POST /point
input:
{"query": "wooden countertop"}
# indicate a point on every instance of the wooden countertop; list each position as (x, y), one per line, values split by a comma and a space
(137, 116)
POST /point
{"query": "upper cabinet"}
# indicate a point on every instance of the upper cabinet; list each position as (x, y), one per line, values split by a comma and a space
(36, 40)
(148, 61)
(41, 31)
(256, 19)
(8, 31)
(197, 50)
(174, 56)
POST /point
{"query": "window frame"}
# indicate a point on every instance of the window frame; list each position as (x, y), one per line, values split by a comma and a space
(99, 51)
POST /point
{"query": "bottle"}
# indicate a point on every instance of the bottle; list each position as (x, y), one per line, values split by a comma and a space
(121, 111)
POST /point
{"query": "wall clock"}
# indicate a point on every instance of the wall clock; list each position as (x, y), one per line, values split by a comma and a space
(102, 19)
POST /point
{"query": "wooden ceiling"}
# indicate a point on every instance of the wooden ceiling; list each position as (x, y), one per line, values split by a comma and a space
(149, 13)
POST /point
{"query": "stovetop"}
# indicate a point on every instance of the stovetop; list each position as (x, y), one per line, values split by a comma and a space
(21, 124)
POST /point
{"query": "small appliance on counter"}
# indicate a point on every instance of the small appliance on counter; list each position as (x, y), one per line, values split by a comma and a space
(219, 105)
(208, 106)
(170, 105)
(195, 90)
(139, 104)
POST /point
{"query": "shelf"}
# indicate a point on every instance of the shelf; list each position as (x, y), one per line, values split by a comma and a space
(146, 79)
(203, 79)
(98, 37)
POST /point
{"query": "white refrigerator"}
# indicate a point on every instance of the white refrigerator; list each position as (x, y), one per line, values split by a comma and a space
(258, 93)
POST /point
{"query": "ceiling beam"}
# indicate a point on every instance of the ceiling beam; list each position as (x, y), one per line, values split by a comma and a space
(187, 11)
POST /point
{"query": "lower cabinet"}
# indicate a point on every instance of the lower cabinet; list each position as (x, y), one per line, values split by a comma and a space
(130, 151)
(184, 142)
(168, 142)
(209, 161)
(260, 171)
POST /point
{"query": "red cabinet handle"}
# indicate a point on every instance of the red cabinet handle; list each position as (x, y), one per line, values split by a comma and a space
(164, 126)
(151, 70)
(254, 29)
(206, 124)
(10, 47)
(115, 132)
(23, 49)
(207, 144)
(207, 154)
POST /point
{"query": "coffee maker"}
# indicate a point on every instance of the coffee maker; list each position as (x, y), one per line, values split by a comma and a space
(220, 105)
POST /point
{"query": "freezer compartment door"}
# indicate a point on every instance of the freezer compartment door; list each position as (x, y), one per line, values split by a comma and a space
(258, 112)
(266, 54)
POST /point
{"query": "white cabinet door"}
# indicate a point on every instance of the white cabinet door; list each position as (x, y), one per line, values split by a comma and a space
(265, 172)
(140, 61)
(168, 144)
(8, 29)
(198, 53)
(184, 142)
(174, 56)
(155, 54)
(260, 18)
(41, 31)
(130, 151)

◆ Exercise directions
Your task is to retype all of the records exactly.

◆ Response area
POST /point
input:
{"query": "wooden countertop"}
# indicate a point on every instance of the wooden countertop; list each position as (x, y), one per line, values split by a comma and a space
(137, 116)
POST /point
{"query": "upper cabinet"}
# indicate a point on every instance of the upper cabinet; list each position as (x, y), one per line, values split by a comma and a space
(36, 40)
(148, 61)
(41, 31)
(256, 19)
(8, 31)
(197, 50)
(174, 56)
POST /point
{"query": "window frame"}
# indicate a point on every instance of the window frame; list each position as (x, y), one per line, values split by a comma and a space
(99, 51)
POST /point
{"query": "bottle"}
# indicate a point on every instance of the bottle; list each position as (x, y), one per line, values split by a comma and a space
(121, 111)
POST /point
{"query": "wall clock"}
# indicate a point on every instance of the wall clock; list each position as (x, y), one per line, values split by a comma and a space
(102, 19)
POST /point
{"query": "wooden ceiling"}
# indicate a point on every instance of the wooden ceiling; list each position as (x, y), one per line, values split by a comma and a space
(149, 13)
POST /point
{"query": "stovetop"}
# indicate a point on every instance of the stovetop; list each position as (x, y), one per line, values split by a comma and a space
(21, 124)
POST /point
{"query": "small appliance on counter"}
# indicate a point on every instance of the small appliance on counter; list each position as (x, y), one per line, values split by a comma and a space
(219, 105)
(208, 106)
(170, 105)
(195, 90)
(139, 104)
POST /point
{"query": "shelf"}
# indicate a point on every instance of the shelf; list each position as (x, y), one per line, values split by a comma and a space
(146, 79)
(203, 79)
(98, 37)
POST /point
{"query": "white refrigerator"}
# indicate a point on every instance of the white refrigerator; list each position as (x, y), one per line, values split by a comma and a space
(258, 93)
POST /point
{"query": "ceiling beam"}
# indicate a point on every instance of the ceiling beam; list each position as (x, y), one per line, values split by a comma and a space
(187, 11)
POST /point
{"query": "lower cabinet"}
# indicate a point on every instance of the lower cabinet; list each position as (x, y), one per line, values split by a comma and a space
(130, 151)
(184, 142)
(168, 142)
(209, 161)
(260, 171)
POST /point
{"query": "red cabinet handle"}
# indicate a point on every instance of the red cabinet handle; list each position as (x, y), one per line, values split by a comma and a space
(164, 126)
(151, 70)
(254, 29)
(206, 124)
(10, 47)
(115, 132)
(23, 49)
(207, 144)
(207, 154)
POST /point
{"query": "coffee maker"}
# indicate a point on every instance of the coffee maker; list each position as (x, y), one per line, values split by a comma and a space
(220, 105)
POST /point
{"query": "freezer compartment door"}
# indicate a point on every instance of the freezer compartment door; list each position as (x, y), one per line, values split by a comma and a space
(258, 112)
(266, 54)
POST /point
{"query": "white cabinet door"}
# indicate a point on every instance of the white cabinet door; list each position as (x, y), one per line, values split by a comma and a space
(265, 172)
(140, 61)
(168, 144)
(8, 29)
(198, 53)
(184, 142)
(174, 56)
(155, 54)
(260, 18)
(41, 31)
(130, 151)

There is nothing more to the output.